**REQUIRED ACTIONS:**
A. Summarize the passage on the Whiskey Rebellion in two sentences.
B. Reproduce word for word the part of the passage on the Whiskey Rebellion that runs from "The Whiskey Rebellion—which, remember, was" up to and including "of Western Pennsylvania.".

The Whiskey Rebellion—which, remember, was all about rye whiskey—was a devastating failure. Instead of a loose confederation of semi-anarchic local governments doing pretty much whatever they chose, George Washington wanted a strong federalist government. And the great hero of the American Revolution had the prestige and, more importantly, the army to enforce that preference upon the citizen-moonshiners of Western Pennsylvania.

 

Fewer than five rebels died in the rebellion and no soldiers. Two men were sentenced to death for treason but pardoned by President Washington before they could be hanged. But that does not mean the Whiskey Rebellion was not significant. It established the principle of a strong central government, sent thousands of rebels westward over the mountains into what is now Kentucky (we’ll be hearing more about them later) and established a system of taxation that made distilling rye more profitable for large companies than for farmers with a part-time still.

**DATASET ENTRIES:**
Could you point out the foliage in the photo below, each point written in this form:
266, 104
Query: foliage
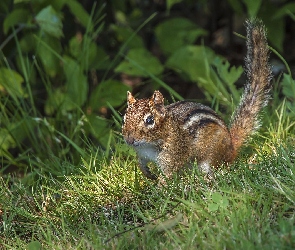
63, 81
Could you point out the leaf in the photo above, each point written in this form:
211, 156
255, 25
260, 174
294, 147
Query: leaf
11, 82
6, 141
228, 75
34, 245
144, 59
48, 50
284, 10
79, 12
189, 60
252, 7
216, 197
15, 17
58, 100
99, 128
275, 27
212, 207
170, 3
77, 85
237, 6
288, 85
220, 200
124, 34
165, 225
176, 33
50, 22
85, 53
111, 91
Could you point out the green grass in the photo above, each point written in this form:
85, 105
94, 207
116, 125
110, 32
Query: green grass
107, 204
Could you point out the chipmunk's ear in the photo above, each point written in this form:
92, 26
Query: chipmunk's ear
158, 98
158, 102
130, 98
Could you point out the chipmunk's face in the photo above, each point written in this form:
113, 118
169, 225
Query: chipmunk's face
143, 119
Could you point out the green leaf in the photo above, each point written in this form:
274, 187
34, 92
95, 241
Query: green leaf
99, 127
189, 60
228, 75
170, 3
237, 6
58, 100
11, 82
252, 7
34, 245
79, 12
123, 34
111, 91
275, 26
217, 197
288, 86
212, 207
6, 141
144, 59
77, 85
84, 53
15, 17
284, 10
101, 60
50, 22
177, 32
48, 50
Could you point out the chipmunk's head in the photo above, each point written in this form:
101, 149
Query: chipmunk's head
143, 120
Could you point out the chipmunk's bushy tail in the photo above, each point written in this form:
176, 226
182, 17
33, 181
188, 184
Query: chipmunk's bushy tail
245, 119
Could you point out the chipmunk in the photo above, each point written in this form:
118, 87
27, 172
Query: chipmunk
178, 134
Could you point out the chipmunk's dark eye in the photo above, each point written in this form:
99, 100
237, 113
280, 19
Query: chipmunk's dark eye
149, 120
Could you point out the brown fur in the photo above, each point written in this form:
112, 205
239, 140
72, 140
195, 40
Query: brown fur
176, 135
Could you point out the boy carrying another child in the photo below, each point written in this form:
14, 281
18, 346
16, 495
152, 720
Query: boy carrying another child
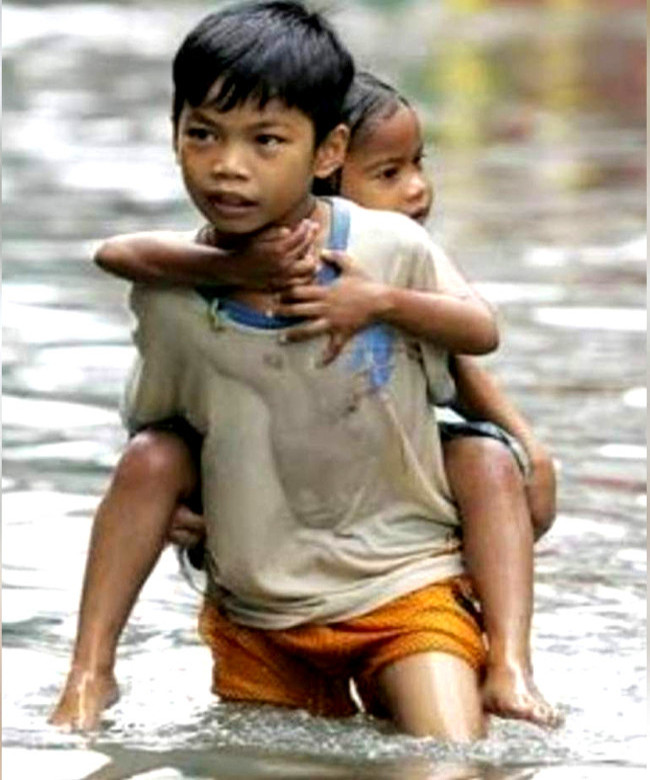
332, 542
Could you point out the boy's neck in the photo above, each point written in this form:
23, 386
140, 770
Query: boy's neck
310, 208
320, 213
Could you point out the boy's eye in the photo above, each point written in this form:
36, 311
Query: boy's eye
269, 141
199, 133
386, 174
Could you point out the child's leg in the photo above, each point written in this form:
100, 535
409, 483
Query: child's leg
433, 695
129, 533
498, 544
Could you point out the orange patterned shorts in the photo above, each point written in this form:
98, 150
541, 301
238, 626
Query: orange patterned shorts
310, 667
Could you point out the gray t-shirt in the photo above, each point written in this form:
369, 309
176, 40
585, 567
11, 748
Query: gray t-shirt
323, 487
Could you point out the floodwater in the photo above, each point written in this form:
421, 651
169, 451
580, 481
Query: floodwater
535, 113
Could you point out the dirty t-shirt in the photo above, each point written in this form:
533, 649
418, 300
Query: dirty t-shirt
323, 487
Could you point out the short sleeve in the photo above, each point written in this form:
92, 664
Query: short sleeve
152, 391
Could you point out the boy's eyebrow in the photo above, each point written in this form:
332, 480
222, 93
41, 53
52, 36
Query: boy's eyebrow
263, 124
396, 159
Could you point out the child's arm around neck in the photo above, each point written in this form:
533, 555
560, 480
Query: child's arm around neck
273, 260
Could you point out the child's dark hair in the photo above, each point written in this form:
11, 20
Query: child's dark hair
368, 102
262, 51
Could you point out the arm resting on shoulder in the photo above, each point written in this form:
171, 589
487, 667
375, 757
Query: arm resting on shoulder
458, 324
164, 257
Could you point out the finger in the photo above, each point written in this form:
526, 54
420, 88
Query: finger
306, 292
184, 538
312, 310
272, 234
305, 332
339, 259
185, 519
333, 349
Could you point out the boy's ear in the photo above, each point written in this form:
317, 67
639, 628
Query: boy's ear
175, 139
330, 155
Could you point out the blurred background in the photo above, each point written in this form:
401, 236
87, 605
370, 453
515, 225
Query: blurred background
535, 119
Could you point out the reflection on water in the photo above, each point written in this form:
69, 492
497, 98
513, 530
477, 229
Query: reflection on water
536, 114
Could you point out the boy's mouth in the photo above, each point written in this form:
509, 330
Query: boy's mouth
420, 215
231, 203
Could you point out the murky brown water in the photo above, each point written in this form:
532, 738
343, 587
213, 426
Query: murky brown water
536, 116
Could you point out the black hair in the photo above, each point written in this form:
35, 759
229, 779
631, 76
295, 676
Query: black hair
261, 51
368, 102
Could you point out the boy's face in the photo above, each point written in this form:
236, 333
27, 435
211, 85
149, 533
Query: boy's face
250, 167
383, 170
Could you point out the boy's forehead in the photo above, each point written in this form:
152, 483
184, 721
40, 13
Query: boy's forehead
272, 109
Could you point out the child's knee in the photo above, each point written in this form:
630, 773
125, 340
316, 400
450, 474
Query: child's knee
482, 457
159, 459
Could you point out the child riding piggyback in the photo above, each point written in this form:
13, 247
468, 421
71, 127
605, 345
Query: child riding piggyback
333, 549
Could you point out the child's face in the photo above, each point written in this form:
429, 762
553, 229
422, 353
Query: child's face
248, 168
384, 170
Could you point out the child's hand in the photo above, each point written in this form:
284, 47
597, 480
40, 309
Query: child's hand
541, 490
341, 309
275, 259
187, 528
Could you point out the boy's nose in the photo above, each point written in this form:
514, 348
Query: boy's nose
417, 187
229, 163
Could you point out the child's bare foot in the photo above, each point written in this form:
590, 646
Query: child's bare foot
510, 692
85, 696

**FULL ANSWERS:**
A. The Whiskey Rebellion, which was about rye whiskey, was a devastating failure: George Washington wanted a strong federalist government and had the prestige and the army to impose it on the citizen-moonshiners of Western Pennsylvania. Although fewer than five rebels and no soldiers died, and the two men sentenced to death for treason were pardoned, the rebellion established the principle of a strong central government, sent thousands of rebels west into what is now Kentucky, and created a tax system that made distilling rye more profitable for large companies than for farmers with a part-time still.

B.
The Whiskey Rebellion—which, remember, was all about rye whiskey—was a devastating failure. Instead of a loose confederation of semi-anarchic local governments doing pretty much whatever they chose, George Washington wanted a strong federalist government. And the great hero of the American Revolution had the prestige and, more importantly, the army to enforce that preference upon the citizen-moonshiners of Western Pennsylvania.